* TASK:
Write out the entries word for word, beginning at the line that contains "of the rippled" and stopping after the final line of the entries. Leave the pictures out.

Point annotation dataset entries

------------------------------------------------------------

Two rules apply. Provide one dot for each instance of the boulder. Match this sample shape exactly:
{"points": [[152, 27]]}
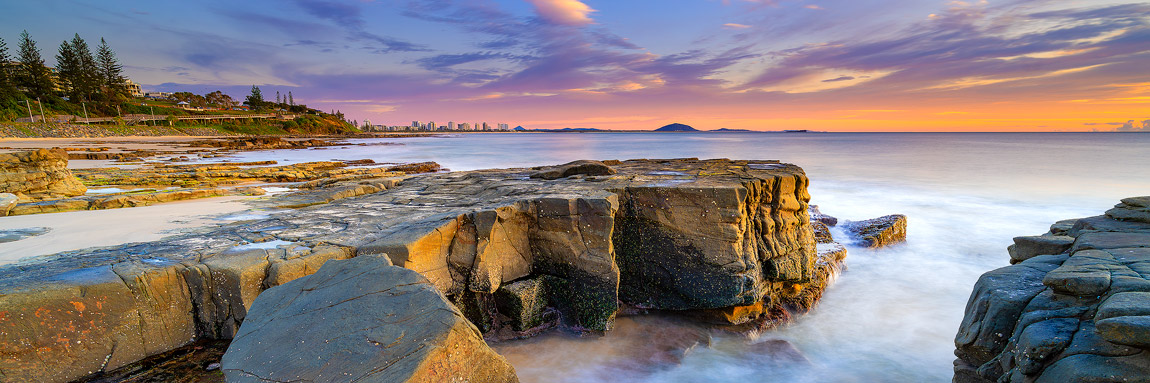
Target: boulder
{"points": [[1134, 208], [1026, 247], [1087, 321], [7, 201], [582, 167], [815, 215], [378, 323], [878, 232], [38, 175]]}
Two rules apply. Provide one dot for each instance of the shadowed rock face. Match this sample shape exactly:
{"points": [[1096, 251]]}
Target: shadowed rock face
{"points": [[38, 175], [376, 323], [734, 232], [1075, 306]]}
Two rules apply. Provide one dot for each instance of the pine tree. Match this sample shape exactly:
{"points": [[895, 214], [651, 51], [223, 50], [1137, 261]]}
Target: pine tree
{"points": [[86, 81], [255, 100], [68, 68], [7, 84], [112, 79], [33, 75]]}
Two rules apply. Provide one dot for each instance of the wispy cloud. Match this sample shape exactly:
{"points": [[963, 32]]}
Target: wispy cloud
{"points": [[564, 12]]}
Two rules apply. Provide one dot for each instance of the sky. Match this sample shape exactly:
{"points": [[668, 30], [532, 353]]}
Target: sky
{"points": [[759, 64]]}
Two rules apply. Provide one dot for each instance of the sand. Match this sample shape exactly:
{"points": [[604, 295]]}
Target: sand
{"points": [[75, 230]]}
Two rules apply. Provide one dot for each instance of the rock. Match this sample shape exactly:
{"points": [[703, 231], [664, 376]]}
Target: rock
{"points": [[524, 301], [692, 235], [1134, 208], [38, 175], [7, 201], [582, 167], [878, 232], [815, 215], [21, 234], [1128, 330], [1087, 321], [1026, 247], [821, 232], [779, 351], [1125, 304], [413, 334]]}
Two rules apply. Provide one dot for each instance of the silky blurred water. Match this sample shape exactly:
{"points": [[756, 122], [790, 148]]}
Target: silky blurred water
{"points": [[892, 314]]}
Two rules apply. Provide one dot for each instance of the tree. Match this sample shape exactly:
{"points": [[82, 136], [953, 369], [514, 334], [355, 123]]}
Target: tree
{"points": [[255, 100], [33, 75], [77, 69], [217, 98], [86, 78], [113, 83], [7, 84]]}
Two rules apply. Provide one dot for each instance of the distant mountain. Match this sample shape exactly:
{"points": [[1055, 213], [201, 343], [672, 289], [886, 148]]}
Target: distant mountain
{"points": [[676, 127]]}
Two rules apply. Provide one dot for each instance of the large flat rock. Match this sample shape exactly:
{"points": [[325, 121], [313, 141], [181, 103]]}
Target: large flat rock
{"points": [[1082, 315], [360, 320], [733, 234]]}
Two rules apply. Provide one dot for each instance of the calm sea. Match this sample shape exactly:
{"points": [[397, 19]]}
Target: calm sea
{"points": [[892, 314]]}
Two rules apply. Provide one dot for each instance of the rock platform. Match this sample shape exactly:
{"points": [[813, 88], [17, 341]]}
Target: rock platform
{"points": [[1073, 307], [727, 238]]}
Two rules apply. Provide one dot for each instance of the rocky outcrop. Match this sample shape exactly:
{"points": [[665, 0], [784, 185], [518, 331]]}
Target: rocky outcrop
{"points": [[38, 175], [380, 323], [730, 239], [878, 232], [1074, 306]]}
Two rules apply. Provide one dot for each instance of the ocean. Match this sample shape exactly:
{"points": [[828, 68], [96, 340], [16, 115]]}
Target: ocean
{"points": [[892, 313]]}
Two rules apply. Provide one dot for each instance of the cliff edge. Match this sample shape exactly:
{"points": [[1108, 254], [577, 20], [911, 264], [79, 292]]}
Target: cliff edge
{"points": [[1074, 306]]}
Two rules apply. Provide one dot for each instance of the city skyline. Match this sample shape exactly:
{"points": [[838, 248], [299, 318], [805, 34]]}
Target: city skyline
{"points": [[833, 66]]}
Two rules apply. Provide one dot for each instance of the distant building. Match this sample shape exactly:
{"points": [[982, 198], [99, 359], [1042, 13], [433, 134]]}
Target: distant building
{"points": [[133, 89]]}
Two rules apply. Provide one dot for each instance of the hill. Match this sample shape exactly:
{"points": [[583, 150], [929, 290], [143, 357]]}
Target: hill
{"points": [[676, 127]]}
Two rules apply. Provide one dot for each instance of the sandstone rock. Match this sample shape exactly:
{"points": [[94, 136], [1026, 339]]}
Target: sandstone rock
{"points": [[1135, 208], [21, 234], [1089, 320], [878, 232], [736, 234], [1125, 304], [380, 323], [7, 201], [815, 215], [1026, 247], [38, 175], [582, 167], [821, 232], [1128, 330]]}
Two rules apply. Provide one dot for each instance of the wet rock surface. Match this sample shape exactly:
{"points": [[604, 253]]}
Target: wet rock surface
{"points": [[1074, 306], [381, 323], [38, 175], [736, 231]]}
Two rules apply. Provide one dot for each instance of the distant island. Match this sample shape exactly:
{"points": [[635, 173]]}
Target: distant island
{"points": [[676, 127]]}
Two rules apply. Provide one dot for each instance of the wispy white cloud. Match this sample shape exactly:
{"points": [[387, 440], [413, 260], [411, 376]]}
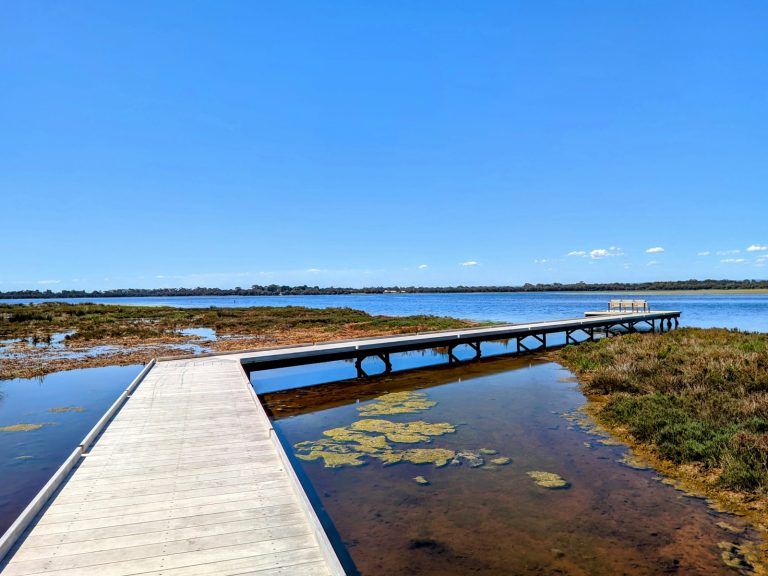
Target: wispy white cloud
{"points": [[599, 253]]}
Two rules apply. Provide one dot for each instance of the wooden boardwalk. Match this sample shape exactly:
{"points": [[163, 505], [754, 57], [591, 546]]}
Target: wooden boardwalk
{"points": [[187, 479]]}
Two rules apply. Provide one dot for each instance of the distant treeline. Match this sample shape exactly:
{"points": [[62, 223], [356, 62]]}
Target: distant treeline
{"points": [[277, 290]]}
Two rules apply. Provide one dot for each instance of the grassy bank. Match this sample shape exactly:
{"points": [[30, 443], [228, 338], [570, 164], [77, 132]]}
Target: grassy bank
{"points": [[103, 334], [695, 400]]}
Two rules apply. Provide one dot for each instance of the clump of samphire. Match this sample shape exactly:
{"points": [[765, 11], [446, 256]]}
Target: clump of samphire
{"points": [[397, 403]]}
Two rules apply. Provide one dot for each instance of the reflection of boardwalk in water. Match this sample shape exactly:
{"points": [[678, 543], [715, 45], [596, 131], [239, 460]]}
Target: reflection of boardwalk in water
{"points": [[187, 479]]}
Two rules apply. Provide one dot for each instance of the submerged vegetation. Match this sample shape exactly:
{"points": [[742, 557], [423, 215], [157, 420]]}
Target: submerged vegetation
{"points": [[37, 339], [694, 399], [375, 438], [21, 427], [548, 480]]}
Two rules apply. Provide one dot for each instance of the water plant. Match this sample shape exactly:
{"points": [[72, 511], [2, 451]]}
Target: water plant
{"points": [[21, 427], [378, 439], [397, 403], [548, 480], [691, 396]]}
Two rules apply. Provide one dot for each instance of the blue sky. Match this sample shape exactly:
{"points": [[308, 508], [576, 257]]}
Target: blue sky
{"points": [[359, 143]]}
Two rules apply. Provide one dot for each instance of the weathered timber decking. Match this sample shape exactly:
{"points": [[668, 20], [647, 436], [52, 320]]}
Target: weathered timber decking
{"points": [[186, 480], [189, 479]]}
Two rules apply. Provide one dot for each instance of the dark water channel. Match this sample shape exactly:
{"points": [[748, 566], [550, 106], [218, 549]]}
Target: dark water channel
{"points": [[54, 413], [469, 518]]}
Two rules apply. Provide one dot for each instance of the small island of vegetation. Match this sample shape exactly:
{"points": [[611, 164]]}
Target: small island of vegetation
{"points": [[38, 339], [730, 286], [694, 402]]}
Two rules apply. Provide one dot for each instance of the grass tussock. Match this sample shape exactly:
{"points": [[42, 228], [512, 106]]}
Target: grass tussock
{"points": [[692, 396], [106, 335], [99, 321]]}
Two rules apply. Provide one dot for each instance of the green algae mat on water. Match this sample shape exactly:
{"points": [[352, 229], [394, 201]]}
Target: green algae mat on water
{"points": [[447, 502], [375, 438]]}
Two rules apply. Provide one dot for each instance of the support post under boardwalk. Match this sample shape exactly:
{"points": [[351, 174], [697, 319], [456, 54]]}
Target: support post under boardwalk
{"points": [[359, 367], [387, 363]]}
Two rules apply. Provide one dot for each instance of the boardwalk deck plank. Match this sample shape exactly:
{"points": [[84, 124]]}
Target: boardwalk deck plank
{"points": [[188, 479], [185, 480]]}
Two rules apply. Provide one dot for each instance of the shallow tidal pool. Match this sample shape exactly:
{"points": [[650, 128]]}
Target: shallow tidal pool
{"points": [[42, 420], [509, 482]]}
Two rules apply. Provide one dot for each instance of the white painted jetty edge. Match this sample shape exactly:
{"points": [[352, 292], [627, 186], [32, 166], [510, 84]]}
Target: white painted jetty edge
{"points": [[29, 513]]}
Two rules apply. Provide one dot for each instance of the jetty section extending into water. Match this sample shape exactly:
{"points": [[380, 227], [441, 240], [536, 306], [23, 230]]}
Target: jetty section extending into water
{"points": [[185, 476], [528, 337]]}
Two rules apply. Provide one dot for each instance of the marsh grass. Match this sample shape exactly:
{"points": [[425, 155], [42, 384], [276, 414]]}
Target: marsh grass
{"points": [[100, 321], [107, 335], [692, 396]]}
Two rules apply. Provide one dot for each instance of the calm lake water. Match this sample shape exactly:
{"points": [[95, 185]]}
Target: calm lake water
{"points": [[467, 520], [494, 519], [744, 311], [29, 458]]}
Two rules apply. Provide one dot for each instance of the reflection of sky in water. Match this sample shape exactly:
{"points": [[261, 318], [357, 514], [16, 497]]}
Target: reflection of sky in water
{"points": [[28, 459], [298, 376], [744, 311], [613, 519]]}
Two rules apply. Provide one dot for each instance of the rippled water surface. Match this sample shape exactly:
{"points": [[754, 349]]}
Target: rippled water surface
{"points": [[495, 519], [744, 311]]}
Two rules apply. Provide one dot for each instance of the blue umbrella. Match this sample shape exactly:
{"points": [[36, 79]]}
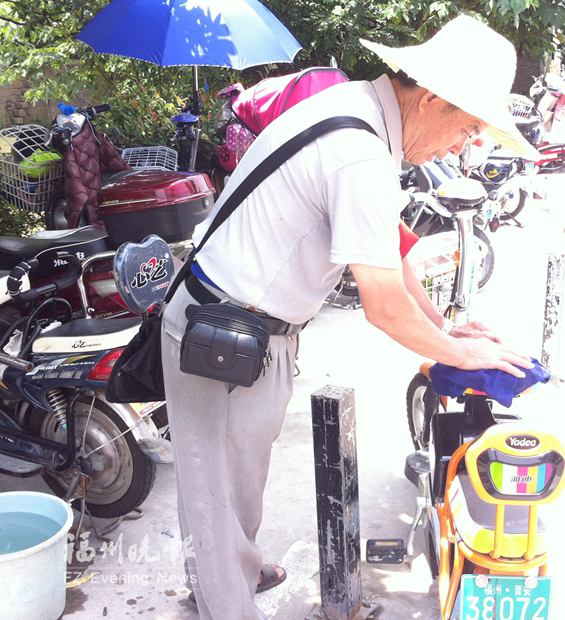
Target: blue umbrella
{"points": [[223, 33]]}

------------------------------------------------------------

* FINISHED TASK:
Two rules apply. Provide one dot for each instance of the rippled water surface. Match this sample shape exactly:
{"points": [[754, 349]]}
Target: rippled water surface
{"points": [[495, 519], [744, 311]]}
Two rules apply. Provide one dot for each instance of the blue umbrella. Match this sample shape exactly:
{"points": [[36, 79]]}
Target: blue umbrella
{"points": [[223, 33]]}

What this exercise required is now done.